QUESTIONS ON THE MATERIAL:
(a) In the reader responses, the last comment lists several internal and external influences that it says are changing the country. List each one.
(b) Pick up the reader responses on politics and workplace bullying right after their last sentence and write what comes next.

PAGE EXCERPT:
=-=-=


9 responses

  1. Thanks for not attempting unbiased acceptance of everything that was so clearly unacceptable, David. I am glad that you have written. Agreed on nearly every point. A double edged sword, though slightly tilted in the favor of those with the nation’s best interests at heart, that so much of this grievous nonsense took place in the light of day where we could all see it rather than behind closed doors.

  2. Both sides have their dirty tricks to taint the process. Neither will admit. Due to political lust for money and power, the American people come up short. Term limits is the only way to pull the rug from under their gravy train.

  3. I said the Pledge of Allegiance this morning and the one phrase that stood out to me was, ” one nation, indivisible,” Isn’t it just sad that #45 has brought so much divisiveness to our nation ) ^=

    • I appreciate this website and its respective resources for the outstanding value it provides on the topic of workplace bullying. What I do not appreciate about this site are polls, commentary, and written opinions that take away from the foundational purpose of this website. Intermingling this country’s politics with this country’s workplace bullying issues are separate issues and should remain separate. The likelihood of our solving workplace bullying issues, such as passing eventual legislation, is far greater than solving our broken political system.

      That being said, Ms. Smith, I respectfully disagree with your assessment that President Trump brought about divisiveness. The country was divided far earlier in time than when President Trump took office. We didn’t just become divided when President Trump took office. It has taken years, even decades, to become as divisive as we are. Our country is undergoing tremendous change due to decades of internal and external influences, some of which we can control and some of which we cannot, such as: globalization, technology advancements, emerging economies, collapsing societies, peacetime/wartime/cybertime, distrust in our government and political system, and so much more.

=-=-=

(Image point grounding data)
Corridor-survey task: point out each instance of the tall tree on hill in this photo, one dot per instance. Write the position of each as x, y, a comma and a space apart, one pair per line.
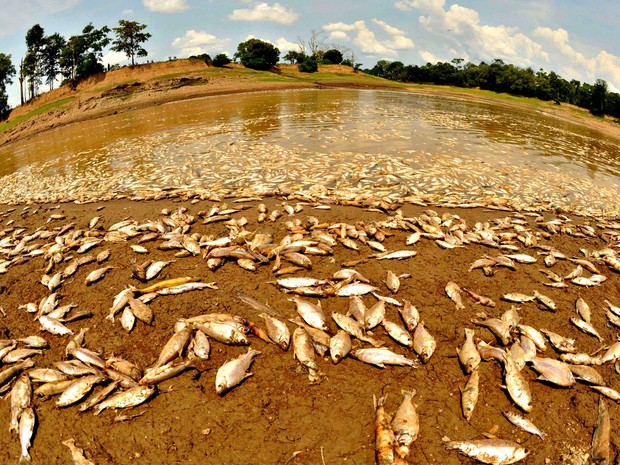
7, 71
35, 43
129, 39
50, 58
81, 55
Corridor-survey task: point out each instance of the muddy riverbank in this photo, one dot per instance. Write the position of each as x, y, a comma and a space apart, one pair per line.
278, 415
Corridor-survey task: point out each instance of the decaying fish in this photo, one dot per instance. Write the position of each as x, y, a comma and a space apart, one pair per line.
405, 424
339, 346
454, 292
469, 394
490, 451
468, 354
521, 422
424, 343
125, 399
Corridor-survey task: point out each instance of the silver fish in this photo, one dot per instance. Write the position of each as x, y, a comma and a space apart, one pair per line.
234, 371
130, 398
405, 424
381, 356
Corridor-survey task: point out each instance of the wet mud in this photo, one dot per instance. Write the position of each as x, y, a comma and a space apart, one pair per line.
277, 416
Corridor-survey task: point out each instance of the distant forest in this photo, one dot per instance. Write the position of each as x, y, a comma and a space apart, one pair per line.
501, 77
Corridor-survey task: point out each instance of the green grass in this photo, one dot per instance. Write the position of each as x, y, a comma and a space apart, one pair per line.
42, 109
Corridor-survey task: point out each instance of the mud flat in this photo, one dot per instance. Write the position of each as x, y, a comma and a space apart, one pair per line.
278, 415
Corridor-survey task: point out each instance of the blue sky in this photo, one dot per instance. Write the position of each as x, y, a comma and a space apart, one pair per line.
577, 39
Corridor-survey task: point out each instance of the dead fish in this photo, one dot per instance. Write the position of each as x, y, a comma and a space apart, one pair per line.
77, 454
78, 390
468, 354
311, 313
303, 349
521, 422
174, 347
601, 437
354, 328
583, 309
560, 343
410, 315
469, 394
21, 397
381, 356
517, 386
355, 289
480, 299
392, 282
339, 346
454, 292
518, 297
586, 328
424, 343
490, 451
277, 330
27, 424
396, 255
384, 436
405, 424
130, 398
164, 372
398, 333
545, 301
587, 375
96, 275
553, 371
51, 325
374, 315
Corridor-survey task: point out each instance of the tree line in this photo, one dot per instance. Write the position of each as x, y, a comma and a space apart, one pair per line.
49, 56
507, 78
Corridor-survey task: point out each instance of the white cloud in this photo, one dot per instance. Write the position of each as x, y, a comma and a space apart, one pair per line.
428, 57
114, 58
604, 65
286, 45
462, 27
165, 6
198, 42
367, 40
275, 13
338, 35
18, 13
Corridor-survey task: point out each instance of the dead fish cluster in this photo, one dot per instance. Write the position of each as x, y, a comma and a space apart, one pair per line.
66, 249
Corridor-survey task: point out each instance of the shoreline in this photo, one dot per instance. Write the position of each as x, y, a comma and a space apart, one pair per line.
158, 90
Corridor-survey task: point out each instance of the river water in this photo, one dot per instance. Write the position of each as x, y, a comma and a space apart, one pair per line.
321, 142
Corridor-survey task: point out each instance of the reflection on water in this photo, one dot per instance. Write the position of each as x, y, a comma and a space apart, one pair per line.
193, 143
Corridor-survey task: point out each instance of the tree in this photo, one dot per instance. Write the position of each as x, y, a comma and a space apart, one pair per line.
81, 54
7, 71
35, 41
294, 56
257, 54
332, 57
221, 59
129, 37
309, 65
50, 58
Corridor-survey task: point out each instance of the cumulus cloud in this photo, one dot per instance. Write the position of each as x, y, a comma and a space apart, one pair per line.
285, 45
603, 65
165, 6
462, 26
367, 40
275, 13
199, 42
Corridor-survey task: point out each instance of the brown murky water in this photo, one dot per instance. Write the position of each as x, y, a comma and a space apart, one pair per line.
330, 140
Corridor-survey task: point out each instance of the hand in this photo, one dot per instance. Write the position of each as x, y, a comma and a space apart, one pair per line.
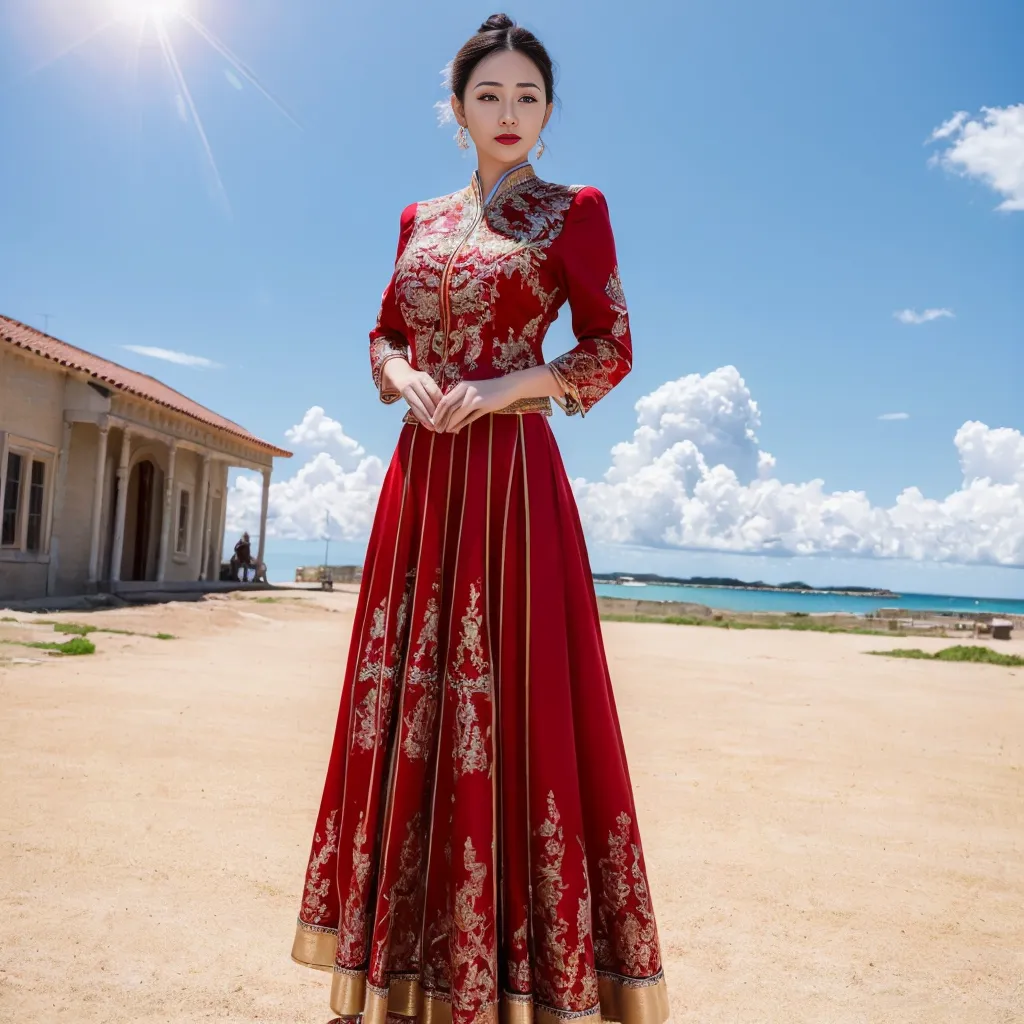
418, 388
469, 400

=-=-=

TASK-BY-TASK RESULTS:
(a)
- globalization
- technology advancements
- emerging economies
- collapsing societies
- peacetime/wartime/cybertime
- distrust in our government and political system

(b)
      In fact, I believe Obama was the most divisive president in my voting lifetime. I voted for Obama his first term, but did not his second term. I am female, a registered republican (MEANING … fiscally conservative), yet, pro-choice, pro-gay marriage, and believe religion should have nothing to do with politics. I believe our government should be focused on managing the country’s fiscal operations, ensuring solvency for our nation, and that most social issues (religion, whom you fall in love with/marry, birth control & a woman’s rights over her own body, have no business in government. Run the country like a business, that’s what I believe.

      Now, let me get to my point … we may not have our politics in common, right? However, what we do have in common, I believe, is our belief in and support for a work environment free of harassment and related ugliness. My point here is, for this site, the creators, and the commentators … focus on the matter at hand … by that I mean, focus on our core mission of bringing workplace bullying to light. In doing so, regardless of political leanings, our commonality is the eradication of workplace bullying through legislation. This, to me, is objective unification.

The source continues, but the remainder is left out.